• _What this task involves_
Could you collect every line in the data below that contains the word "gray"? Treat the match as case-sensitive.

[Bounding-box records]
• • • • • • •

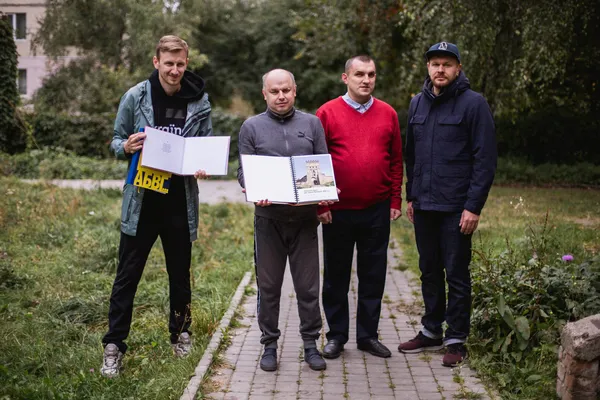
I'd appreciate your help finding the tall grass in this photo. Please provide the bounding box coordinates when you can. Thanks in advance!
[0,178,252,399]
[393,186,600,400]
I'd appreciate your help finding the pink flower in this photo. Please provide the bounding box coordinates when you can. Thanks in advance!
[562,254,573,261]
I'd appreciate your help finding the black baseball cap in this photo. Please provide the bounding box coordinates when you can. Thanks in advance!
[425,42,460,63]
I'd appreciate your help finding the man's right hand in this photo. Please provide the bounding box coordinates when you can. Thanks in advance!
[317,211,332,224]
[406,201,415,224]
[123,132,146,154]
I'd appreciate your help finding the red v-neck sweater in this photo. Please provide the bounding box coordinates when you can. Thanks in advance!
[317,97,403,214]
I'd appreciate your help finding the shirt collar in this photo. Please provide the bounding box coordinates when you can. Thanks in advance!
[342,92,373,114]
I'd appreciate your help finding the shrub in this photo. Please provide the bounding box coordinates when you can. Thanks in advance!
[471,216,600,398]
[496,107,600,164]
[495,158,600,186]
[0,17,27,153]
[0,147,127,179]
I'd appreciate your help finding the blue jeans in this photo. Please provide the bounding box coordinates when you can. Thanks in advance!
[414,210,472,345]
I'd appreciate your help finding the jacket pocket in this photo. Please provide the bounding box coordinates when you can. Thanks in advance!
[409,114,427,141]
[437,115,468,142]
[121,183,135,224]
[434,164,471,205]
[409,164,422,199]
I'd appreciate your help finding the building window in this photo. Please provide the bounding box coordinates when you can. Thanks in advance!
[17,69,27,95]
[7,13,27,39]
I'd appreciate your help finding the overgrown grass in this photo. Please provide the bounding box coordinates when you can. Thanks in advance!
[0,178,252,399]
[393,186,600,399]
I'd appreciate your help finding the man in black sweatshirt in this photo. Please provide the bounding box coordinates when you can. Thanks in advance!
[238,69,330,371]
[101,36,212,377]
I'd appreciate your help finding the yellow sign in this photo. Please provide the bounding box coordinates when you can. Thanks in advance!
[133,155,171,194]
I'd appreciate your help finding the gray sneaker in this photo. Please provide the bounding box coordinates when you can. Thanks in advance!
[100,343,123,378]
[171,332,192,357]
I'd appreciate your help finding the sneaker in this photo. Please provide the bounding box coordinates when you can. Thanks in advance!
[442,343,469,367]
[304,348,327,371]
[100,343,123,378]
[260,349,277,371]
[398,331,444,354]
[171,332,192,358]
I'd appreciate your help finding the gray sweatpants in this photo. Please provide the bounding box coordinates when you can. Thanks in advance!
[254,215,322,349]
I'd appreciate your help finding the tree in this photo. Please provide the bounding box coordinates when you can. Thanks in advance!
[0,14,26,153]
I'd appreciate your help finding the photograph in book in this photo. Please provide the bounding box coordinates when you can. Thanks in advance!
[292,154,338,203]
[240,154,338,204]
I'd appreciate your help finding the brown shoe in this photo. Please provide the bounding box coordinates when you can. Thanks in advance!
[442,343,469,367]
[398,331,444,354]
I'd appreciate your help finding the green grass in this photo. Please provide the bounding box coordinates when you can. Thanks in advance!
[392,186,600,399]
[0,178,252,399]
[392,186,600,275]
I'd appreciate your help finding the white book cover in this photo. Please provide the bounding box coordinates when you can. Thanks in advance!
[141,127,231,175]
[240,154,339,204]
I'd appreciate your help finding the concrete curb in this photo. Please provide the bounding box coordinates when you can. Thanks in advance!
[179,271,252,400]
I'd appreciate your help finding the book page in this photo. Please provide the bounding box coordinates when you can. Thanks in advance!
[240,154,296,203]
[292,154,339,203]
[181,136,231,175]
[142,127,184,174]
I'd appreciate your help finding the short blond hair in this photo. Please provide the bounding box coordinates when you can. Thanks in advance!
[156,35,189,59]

• • • • • • •

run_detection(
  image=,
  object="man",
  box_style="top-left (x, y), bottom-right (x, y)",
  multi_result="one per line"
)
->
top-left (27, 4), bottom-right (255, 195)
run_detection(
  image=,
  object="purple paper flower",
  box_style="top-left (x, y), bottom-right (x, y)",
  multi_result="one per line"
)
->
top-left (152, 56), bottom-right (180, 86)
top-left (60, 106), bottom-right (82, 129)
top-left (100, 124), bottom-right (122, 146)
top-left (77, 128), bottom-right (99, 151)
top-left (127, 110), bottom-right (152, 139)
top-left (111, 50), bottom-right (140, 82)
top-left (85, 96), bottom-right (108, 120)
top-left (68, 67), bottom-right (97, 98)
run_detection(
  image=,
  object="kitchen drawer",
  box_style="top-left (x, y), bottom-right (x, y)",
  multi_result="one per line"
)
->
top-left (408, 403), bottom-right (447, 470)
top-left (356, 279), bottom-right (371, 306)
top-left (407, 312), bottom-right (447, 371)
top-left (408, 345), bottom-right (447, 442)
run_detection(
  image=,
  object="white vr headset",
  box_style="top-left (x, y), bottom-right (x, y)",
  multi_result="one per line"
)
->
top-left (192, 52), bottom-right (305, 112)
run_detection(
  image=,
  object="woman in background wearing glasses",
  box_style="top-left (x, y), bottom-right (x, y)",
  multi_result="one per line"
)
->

• • • • • • •

• _Solution for this problem_
I'd appreciate your help finding the gray sneaker in this photo. Please provide the bounding box coordinates when you can. Thanks in advance!
I'd appreciate your help finding the gray sweatpants in this photo. Please provide the bounding box coordinates when you can. Thanks in advance!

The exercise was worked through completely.